OBJECTIVE: Change every "photo" to "image" in the rows below, then write all the rows out again with nothing else altered. Leave the pictures out of your answer.

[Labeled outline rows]
——

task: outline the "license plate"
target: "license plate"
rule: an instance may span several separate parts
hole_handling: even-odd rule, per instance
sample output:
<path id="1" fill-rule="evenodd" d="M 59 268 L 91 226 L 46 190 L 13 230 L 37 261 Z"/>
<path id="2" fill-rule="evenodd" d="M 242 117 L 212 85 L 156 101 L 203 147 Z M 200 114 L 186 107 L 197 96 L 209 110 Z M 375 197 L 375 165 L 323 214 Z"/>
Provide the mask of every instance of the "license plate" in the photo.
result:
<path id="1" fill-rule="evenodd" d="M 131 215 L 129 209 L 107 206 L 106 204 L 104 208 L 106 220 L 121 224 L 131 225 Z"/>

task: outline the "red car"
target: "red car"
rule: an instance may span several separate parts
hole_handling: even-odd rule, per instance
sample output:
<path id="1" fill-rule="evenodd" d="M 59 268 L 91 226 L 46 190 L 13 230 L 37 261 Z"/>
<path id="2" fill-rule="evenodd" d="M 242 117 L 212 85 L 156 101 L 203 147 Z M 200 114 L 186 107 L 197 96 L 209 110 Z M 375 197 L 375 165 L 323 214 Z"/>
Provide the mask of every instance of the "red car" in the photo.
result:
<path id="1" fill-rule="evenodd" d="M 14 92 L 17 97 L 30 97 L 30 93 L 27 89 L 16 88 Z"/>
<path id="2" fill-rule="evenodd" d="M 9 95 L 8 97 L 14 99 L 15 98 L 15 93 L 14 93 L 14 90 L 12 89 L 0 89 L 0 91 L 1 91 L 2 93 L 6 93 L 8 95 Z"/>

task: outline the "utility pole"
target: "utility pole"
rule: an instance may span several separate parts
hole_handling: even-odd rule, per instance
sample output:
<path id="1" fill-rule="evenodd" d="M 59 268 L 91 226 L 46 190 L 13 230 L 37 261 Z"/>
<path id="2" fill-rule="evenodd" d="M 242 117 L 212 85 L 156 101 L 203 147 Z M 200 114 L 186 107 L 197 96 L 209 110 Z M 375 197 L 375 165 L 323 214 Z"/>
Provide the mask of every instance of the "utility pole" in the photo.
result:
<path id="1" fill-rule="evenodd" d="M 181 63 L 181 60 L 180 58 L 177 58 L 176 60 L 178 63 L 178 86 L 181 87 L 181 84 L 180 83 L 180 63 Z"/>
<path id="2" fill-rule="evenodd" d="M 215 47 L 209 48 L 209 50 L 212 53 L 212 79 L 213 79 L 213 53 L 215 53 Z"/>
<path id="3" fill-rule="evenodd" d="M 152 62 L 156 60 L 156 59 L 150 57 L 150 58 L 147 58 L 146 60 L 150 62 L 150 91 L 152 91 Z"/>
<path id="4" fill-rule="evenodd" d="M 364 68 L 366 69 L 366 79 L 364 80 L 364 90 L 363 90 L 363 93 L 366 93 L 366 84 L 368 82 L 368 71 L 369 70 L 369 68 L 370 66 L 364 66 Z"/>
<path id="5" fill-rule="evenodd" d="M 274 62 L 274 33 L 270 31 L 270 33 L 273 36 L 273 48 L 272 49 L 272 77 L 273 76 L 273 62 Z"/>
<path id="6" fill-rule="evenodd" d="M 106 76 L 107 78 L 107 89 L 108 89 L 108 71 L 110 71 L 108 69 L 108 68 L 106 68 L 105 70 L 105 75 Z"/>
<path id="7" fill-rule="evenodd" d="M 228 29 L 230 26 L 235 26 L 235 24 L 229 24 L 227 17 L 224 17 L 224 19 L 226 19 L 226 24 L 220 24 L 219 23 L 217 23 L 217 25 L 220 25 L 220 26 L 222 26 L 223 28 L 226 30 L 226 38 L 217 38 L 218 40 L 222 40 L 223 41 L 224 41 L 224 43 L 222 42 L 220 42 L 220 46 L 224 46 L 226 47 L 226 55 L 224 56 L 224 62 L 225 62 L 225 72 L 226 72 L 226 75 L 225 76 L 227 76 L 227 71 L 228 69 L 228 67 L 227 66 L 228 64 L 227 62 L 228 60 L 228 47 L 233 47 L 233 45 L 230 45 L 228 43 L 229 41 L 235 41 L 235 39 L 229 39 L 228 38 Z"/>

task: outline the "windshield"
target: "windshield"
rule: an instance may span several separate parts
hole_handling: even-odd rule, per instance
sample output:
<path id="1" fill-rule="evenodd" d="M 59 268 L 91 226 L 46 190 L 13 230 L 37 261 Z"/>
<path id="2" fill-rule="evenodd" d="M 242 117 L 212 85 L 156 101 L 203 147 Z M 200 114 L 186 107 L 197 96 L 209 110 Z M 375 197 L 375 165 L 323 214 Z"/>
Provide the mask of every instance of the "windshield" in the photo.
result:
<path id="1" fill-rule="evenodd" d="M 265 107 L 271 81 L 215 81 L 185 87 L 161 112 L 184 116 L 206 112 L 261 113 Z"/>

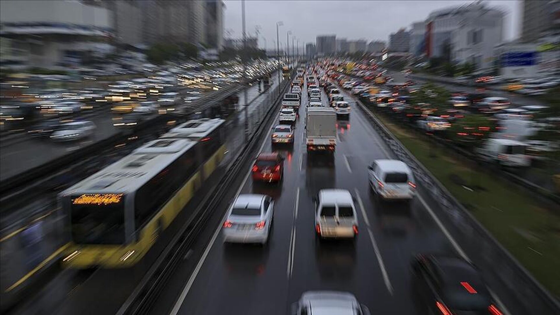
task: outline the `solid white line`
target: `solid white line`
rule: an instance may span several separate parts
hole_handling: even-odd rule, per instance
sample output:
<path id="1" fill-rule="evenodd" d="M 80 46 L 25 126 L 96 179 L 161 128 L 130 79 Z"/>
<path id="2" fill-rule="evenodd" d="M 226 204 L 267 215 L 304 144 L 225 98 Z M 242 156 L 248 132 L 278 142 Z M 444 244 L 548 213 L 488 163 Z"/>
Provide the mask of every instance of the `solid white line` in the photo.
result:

——

SOLVED PROBLEM:
task: outline the "license plate"
target: "license plate"
rule: an instance may span several separate parts
hole_handling: even-odd rule, per instance
sample output:
<path id="1" fill-rule="evenodd" d="M 59 268 L 91 226 L 46 190 L 13 230 L 37 261 Z"/>
<path id="2" fill-rule="evenodd" d="M 242 117 L 212 85 L 156 101 L 203 147 Z M 200 114 L 186 107 L 197 96 L 209 110 Z M 375 197 L 375 165 L 323 214 Z"/>
Provide the mask of every instance of the "license plate" in the image.
result:
<path id="1" fill-rule="evenodd" d="M 131 215 L 129 209 L 107 206 L 106 204 L 104 208 L 106 220 L 121 224 L 131 225 Z"/>

task: outline the "red car"
target: "red car"
rule: an instance may span several separate parts
hole_handling: even-odd rule, per instance
sample output:
<path id="1" fill-rule="evenodd" d="M 59 268 L 91 226 L 46 190 L 13 230 L 37 261 Z"/>
<path id="2" fill-rule="evenodd" d="M 242 117 L 212 85 L 156 101 L 203 147 Z M 200 114 L 186 107 L 197 96 L 209 110 Z M 375 197 L 375 165 L 323 214 Z"/>
Provide the mask of every instance of the "red car" in the image.
result:
<path id="1" fill-rule="evenodd" d="M 14 92 L 17 97 L 30 97 L 30 93 L 27 89 L 16 88 Z"/>
<path id="2" fill-rule="evenodd" d="M 9 95 L 8 97 L 14 99 L 15 98 L 15 93 L 14 93 L 14 90 L 12 89 L 0 89 L 0 91 L 1 91 L 2 93 L 6 93 L 8 95 Z"/>

task: outline the "utility pole"
target: "utility pole"
rule: an instance may span several separate parts
hole_handling: even-odd rule, per instance
sample output:
<path id="1" fill-rule="evenodd" d="M 59 268 L 91 226 L 46 190 L 13 230 L 37 261 Z"/>
<path id="2" fill-rule="evenodd" d="M 242 117 L 212 85 L 156 101 L 203 147 Z M 200 114 L 186 107 L 197 96 L 209 110 Z M 375 197 L 375 165 L 323 214 Z"/>
Provide the mask of every instance of the "utility pole" in the image.
result:
<path id="1" fill-rule="evenodd" d="M 181 63 L 181 60 L 180 58 L 177 58 L 176 60 L 178 63 L 178 86 L 181 87 L 181 84 L 180 83 L 180 63 Z"/>
<path id="2" fill-rule="evenodd" d="M 215 47 L 209 48 L 209 50 L 212 53 L 212 79 L 213 79 L 213 53 L 215 53 Z"/>
<path id="3" fill-rule="evenodd" d="M 152 62 L 156 60 L 156 59 L 150 57 L 150 58 L 147 58 L 146 60 L 150 62 L 150 91 L 152 91 Z"/>
<path id="4" fill-rule="evenodd" d="M 364 68 L 366 69 L 366 79 L 364 80 L 364 90 L 363 90 L 363 93 L 366 93 L 366 84 L 368 82 L 368 71 L 369 70 L 369 68 L 370 66 L 364 66 Z"/>
<path id="5" fill-rule="evenodd" d="M 274 62 L 274 33 L 270 31 L 270 33 L 273 36 L 273 48 L 272 49 L 272 77 L 273 76 L 273 62 Z"/>
<path id="6" fill-rule="evenodd" d="M 106 76 L 107 78 L 107 89 L 108 89 L 108 71 L 110 71 L 108 69 L 108 68 L 106 68 L 105 70 L 105 75 Z"/>
<path id="7" fill-rule="evenodd" d="M 228 29 L 230 26 L 235 26 L 235 24 L 229 24 L 227 17 L 224 17 L 224 19 L 226 19 L 226 24 L 220 24 L 219 23 L 217 23 L 217 25 L 220 25 L 220 26 L 222 26 L 223 28 L 226 30 L 226 38 L 217 38 L 218 40 L 222 40 L 223 41 L 224 41 L 224 43 L 222 42 L 220 42 L 220 46 L 224 46 L 226 47 L 226 55 L 224 56 L 224 62 L 225 62 L 225 72 L 226 72 L 226 75 L 225 76 L 227 76 L 227 71 L 228 69 L 228 67 L 227 66 L 228 64 L 227 62 L 228 60 L 228 47 L 233 47 L 233 45 L 230 45 L 228 43 L 229 41 L 235 41 L 235 39 L 229 39 L 228 38 Z"/>

task: outline the "windshield"
target: "windshield"
rule: an instance may span several separate parts
hole_handling: even-odd rule, per instance
sample output:
<path id="1" fill-rule="evenodd" d="M 59 268 L 91 226 L 46 190 L 13 230 L 37 261 Z"/>
<path id="2" fill-rule="evenodd" d="M 242 117 L 212 85 L 156 101 L 203 147 Z M 200 114 L 186 107 L 197 96 L 209 110 Z M 375 197 L 375 165 L 323 214 Z"/>
Provide the mask of every instance of the "windshield" in the image.
result:
<path id="1" fill-rule="evenodd" d="M 265 107 L 271 81 L 215 81 L 185 87 L 161 112 L 184 116 L 206 112 L 261 113 Z"/>

task: outline the `solid white line`
target: `solid white line`
rule: an instance may span several separate parts
hole_handling: even-odd rule, per instance
sample output:
<path id="1" fill-rule="evenodd" d="M 80 46 L 25 126 L 96 179 L 161 128 L 130 79 Z"/>
<path id="2" fill-rule="evenodd" d="M 226 204 L 267 215 L 304 144 L 225 98 Z M 242 156 L 248 132 L 278 142 Z M 444 244 L 548 213 L 488 163 Z"/>
Provide the mask of every instance of the `solid white line` in the image.
result:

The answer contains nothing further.